CHALLENGE: Copy out verbatim the part of the data below that begins with the line containing "Please drop a marker on every instance of the wooden plank" and runs through the line containing "<point>252,171</point>", including both of those lines.

DATA TO USE:
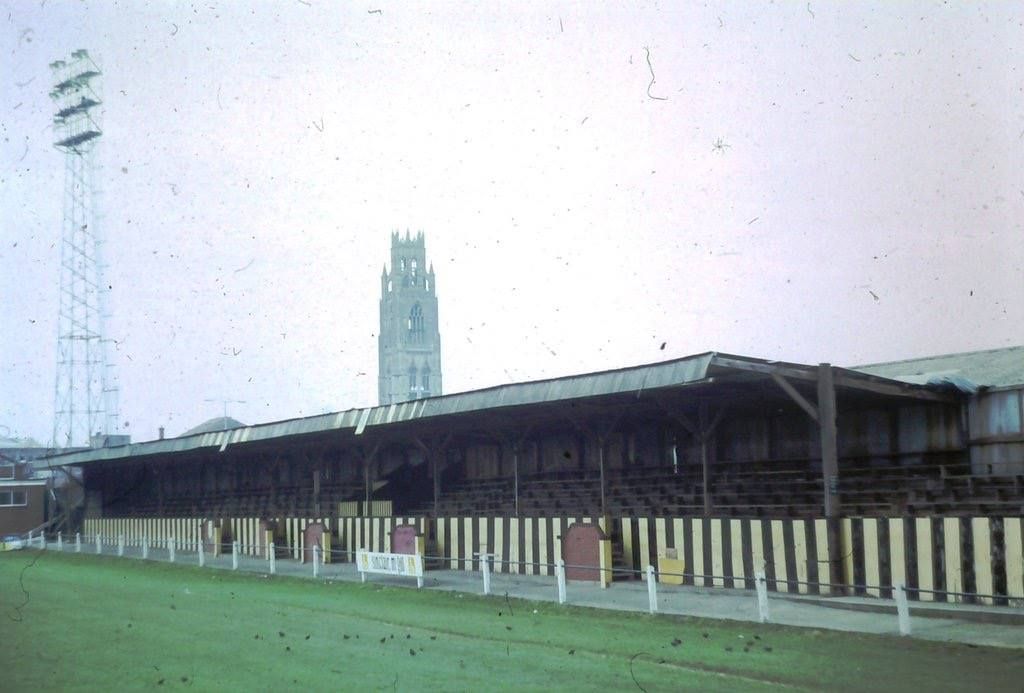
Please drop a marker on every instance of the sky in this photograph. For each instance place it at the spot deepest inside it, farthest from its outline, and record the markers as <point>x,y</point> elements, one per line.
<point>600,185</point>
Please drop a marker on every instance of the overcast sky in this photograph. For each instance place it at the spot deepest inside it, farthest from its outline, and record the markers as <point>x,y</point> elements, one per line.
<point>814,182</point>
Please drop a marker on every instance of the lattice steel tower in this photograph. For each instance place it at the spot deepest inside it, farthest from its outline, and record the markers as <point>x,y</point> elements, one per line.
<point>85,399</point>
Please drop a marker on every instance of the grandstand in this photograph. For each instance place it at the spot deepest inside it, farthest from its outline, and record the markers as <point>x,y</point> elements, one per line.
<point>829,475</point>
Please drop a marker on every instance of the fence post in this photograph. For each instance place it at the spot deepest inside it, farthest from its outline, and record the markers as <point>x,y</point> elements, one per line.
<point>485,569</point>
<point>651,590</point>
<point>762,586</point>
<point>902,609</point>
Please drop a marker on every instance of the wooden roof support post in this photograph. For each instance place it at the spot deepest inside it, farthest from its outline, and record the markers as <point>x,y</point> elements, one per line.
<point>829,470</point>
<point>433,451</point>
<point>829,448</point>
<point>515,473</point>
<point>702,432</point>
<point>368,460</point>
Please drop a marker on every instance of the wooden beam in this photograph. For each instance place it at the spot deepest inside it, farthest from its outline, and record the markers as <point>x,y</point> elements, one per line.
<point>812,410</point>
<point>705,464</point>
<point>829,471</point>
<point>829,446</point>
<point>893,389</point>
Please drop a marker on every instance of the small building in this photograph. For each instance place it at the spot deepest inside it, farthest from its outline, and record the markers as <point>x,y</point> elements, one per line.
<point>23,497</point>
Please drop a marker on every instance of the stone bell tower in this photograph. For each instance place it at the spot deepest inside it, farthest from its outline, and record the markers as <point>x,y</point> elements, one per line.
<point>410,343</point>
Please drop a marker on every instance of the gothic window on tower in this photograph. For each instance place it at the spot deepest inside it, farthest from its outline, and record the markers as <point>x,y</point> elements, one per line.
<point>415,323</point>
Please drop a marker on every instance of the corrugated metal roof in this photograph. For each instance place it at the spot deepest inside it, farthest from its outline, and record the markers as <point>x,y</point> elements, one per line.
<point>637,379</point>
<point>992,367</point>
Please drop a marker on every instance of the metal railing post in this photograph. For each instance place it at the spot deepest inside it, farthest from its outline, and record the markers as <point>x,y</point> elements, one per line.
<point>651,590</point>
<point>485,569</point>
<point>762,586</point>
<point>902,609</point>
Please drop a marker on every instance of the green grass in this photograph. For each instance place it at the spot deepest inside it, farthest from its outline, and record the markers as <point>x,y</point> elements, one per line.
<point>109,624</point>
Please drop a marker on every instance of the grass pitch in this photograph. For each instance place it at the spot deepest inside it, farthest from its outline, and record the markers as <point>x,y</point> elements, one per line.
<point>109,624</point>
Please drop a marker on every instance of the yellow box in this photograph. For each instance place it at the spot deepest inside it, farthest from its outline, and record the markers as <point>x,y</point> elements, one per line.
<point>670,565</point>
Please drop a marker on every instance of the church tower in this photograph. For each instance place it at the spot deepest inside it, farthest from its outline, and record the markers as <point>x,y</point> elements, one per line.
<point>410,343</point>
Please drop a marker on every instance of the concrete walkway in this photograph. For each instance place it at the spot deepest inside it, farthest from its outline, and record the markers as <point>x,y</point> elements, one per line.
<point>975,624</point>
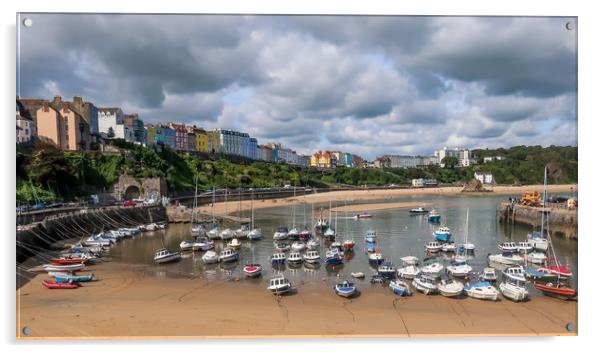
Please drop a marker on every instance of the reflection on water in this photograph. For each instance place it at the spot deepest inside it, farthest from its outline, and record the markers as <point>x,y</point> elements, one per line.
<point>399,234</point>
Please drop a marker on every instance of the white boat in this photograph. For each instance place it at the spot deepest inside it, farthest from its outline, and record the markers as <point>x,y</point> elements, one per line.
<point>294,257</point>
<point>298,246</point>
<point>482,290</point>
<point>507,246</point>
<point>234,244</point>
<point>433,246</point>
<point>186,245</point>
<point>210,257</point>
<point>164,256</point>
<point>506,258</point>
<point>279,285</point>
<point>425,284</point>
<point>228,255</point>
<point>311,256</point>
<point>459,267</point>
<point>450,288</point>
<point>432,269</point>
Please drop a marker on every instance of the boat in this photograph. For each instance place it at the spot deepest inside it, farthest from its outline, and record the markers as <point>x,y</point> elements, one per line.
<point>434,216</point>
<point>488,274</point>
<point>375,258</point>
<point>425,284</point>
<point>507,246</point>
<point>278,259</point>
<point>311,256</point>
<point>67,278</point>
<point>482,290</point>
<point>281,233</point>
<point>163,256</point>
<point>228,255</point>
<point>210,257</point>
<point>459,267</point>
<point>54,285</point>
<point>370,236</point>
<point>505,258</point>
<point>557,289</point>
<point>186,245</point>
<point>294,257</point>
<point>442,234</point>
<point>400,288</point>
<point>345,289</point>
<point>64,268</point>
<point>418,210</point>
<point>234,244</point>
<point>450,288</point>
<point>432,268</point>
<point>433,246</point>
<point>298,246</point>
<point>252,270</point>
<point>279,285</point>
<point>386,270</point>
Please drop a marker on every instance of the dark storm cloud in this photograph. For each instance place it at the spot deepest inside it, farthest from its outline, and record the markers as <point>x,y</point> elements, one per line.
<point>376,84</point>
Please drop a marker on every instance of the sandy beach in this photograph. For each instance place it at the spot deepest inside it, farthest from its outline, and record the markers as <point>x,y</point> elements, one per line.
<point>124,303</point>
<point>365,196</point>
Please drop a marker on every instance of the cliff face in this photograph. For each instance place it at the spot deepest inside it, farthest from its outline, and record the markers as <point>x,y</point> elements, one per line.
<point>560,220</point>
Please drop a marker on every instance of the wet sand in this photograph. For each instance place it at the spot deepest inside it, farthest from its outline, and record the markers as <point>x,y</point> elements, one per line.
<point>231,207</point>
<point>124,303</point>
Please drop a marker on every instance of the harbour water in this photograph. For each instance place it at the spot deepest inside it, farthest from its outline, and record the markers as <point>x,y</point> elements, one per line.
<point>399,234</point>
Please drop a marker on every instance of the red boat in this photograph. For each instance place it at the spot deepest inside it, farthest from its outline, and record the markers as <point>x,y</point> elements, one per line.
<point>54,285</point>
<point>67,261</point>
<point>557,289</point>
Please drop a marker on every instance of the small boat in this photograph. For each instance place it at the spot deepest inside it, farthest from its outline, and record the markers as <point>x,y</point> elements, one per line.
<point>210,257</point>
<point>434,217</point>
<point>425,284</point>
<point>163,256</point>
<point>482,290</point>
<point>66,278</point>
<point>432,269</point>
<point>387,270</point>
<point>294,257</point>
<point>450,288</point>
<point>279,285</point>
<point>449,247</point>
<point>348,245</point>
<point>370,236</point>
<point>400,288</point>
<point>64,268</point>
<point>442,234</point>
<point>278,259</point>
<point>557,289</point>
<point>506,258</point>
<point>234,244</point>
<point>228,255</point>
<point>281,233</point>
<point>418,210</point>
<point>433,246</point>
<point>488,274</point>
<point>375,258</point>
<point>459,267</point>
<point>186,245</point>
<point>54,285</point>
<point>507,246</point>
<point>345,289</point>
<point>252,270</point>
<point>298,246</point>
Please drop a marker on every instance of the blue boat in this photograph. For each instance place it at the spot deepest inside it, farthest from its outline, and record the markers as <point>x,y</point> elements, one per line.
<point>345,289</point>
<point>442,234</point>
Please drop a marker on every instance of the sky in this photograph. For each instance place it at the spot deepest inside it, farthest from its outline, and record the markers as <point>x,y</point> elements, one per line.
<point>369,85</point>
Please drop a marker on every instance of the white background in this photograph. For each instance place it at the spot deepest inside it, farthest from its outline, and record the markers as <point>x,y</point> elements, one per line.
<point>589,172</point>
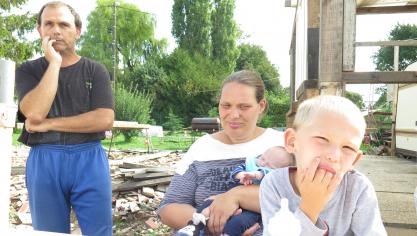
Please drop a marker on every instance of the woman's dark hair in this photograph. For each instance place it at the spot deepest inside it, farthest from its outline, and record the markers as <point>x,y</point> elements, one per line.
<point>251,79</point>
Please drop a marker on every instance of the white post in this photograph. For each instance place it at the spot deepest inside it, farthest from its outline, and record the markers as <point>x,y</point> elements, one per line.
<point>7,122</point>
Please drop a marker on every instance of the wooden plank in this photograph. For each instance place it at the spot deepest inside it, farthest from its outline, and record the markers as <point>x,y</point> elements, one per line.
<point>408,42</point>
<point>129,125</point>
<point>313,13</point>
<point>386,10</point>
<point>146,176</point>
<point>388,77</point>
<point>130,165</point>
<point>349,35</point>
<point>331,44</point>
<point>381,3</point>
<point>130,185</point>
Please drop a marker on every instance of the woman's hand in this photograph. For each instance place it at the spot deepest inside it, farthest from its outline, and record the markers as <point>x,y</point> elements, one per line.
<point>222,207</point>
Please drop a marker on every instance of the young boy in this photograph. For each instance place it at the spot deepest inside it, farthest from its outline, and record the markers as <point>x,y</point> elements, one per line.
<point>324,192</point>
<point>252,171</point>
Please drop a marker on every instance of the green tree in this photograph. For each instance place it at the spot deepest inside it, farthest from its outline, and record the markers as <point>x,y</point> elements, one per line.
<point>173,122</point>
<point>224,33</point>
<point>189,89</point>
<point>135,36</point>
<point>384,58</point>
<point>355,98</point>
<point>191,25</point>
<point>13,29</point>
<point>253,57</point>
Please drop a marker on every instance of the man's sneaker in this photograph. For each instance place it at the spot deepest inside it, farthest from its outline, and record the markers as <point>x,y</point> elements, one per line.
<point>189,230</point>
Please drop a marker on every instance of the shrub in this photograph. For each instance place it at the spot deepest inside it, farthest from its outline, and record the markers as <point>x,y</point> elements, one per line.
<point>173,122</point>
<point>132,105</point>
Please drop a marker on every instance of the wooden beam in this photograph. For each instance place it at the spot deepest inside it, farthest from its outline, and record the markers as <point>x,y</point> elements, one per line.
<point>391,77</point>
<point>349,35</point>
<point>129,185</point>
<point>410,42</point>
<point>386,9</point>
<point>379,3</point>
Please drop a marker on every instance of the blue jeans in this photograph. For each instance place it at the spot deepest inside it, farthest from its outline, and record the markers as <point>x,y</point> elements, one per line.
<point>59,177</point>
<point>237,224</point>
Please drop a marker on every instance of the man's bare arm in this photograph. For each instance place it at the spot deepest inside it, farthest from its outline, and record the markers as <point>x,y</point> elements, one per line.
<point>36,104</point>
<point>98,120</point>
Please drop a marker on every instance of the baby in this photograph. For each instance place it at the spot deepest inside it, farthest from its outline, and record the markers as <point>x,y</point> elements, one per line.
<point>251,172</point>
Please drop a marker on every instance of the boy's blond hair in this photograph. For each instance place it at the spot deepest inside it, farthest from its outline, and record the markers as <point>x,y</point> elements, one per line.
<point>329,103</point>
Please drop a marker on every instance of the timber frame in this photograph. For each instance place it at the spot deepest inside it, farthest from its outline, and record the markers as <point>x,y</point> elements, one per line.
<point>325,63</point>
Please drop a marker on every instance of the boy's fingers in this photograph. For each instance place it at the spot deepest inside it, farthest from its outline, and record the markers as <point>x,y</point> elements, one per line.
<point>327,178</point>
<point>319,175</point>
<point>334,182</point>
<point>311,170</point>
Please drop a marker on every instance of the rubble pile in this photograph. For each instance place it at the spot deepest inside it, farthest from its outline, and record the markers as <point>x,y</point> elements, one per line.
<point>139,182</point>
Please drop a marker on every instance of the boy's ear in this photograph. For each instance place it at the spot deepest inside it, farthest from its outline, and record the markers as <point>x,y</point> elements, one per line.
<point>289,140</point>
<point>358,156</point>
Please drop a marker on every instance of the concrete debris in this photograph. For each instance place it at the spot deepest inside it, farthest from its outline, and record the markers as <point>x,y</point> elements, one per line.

ANSWER TO THIS PROBLEM:
Please drop a marker on every instance of the wooden plank in this photograph. For each instance place it at the spot deepest inside it, farthest from its outline, and record the markers as <point>x,y</point> elements, one per line.
<point>408,42</point>
<point>129,125</point>
<point>313,13</point>
<point>386,10</point>
<point>146,176</point>
<point>388,77</point>
<point>130,165</point>
<point>349,35</point>
<point>331,44</point>
<point>381,3</point>
<point>130,185</point>
Please drop a marker on every instance of the woman's hand in this photograph. For each instance place it at the spot deepest inside it, farthest from its outline, and record the markers as <point>x,y</point> elements, one per line.
<point>222,207</point>
Please drop a marker on every instance of the young boy in this photograph. For each instance place it at the spot deepest inside it, farthest from its outline, and record the markers as <point>x,y</point> elements, one per line.
<point>324,192</point>
<point>252,171</point>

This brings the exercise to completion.